**Instructions for the task:** Find each line in the records below that contains the word "tree", and copy those lines.

**Raw records:**

****

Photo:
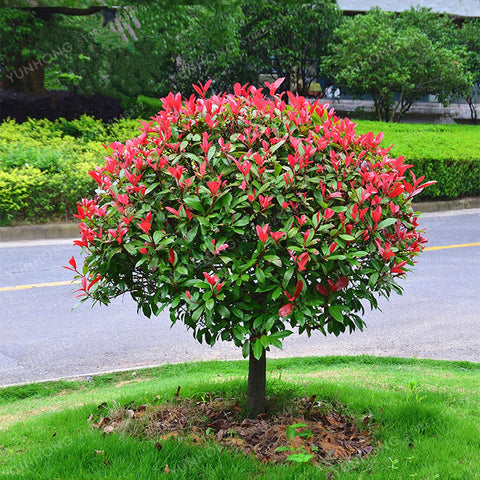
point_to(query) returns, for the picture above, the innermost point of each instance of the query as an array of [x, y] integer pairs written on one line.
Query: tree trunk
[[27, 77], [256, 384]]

****

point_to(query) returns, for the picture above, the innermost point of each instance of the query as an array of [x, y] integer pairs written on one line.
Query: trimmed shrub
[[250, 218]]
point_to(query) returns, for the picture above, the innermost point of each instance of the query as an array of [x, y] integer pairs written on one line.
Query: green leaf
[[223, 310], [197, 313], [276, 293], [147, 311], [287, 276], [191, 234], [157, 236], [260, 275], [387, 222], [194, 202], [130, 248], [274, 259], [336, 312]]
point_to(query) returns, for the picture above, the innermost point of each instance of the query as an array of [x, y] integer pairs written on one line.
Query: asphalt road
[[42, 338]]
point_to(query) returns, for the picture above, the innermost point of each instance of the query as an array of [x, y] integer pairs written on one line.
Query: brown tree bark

****

**Exercise answer:**
Query: tree trunk
Query: brown tree bark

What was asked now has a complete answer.